_SUPPLIED TEXT_.
So as I have reached another new stage in my life. This stage is the “starting-a-family” stage. Being 35, it comes with biological complications that I may not have had if I started my family at 25. This actually has taught me the most about silence (at least for my generation). Of course you can learn anything from the internet these days so even in a culture of silence around being pregnant and conforming to the “don’t-ask-don’t-tell” of the first trimester of pregnancy you can still find answers to your questions anonymously. Or maybe you can share with a few people you trust and get some reassurance on things. But I think of my grandmother who told me the first time she felt a child move inside of her she was scared to death because she thought she literally was possessed by the devil and the devil was inside of her. SO I guess we have come a long way since then….but…. why do we still automatically fall in line with the hush hush… don’t talk about it until you are out of the danger zone?

_DATA FOR REVIEW_.
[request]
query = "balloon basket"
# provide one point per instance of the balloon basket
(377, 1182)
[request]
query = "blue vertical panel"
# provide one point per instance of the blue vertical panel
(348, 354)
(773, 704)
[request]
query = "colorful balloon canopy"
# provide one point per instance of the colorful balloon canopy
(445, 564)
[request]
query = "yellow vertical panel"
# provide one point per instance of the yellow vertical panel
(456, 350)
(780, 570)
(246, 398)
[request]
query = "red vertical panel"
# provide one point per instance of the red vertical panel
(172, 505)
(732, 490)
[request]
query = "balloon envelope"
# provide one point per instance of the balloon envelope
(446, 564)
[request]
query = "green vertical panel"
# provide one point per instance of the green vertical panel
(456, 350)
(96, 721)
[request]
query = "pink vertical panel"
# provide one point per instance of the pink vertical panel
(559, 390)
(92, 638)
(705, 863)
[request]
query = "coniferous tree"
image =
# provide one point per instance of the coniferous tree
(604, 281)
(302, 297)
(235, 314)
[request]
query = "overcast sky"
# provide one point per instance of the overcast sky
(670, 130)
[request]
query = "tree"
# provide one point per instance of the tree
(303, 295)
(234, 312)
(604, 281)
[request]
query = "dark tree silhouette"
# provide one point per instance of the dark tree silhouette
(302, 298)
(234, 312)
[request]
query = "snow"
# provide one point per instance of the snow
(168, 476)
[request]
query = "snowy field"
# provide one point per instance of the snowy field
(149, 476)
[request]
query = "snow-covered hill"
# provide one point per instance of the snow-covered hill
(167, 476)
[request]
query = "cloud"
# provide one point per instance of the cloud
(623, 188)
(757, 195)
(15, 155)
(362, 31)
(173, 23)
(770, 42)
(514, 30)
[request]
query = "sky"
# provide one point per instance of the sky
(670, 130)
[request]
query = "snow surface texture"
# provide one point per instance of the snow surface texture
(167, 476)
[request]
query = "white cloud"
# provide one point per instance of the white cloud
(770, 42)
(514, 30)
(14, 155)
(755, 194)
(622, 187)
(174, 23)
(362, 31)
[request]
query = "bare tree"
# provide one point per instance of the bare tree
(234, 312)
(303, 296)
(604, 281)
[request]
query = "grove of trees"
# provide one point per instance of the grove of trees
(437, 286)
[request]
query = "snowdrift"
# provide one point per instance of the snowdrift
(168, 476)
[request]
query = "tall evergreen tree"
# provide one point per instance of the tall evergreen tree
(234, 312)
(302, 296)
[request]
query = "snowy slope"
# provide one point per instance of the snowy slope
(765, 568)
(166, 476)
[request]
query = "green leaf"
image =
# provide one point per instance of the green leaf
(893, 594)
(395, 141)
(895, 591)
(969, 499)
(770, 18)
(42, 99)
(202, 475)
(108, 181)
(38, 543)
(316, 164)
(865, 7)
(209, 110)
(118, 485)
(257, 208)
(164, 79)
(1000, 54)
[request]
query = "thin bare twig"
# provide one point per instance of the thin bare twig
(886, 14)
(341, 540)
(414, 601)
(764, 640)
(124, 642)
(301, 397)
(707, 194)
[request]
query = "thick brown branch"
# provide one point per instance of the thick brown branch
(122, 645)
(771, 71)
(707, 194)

_DIRECTIONS FOR THIS TASK_.
Could you continue the personal essay on starting a family at 35 and the silence around early pregnancy, picking up after its closing question about falling in line with the "hush hush"?

_ANSWER TO THE PROBLEM_.
Today I am breaking the silence! I am pregnant! 7 weeks along and I can’t not talk about it anymore because I am curious, worried, excited and bubbling over with things I want to talk about. Also I am sick sick sick sick sick. I had a trip to the ER this weekend (everything is ok for now) and am now on bed rest. I am not waiting until 12 weeks to share. I am happy and excited and hopeful and scared out of my mind!!!!
This is my third pregnancy. I have no children. I have had 2 miscarriages. I have been through hell and back and still haven’t been through as much as some women I know. I conformed during my first pregnancy and barely told anybody. And when the miscarriage happened I was reeling. I had to reach out to my support group of women in my life. And then I just had the bad news to share. But their messages and talks and words and love helped me get through it. And again… I rediscovered how many women had gone through similar things and how important and healing it is to talk.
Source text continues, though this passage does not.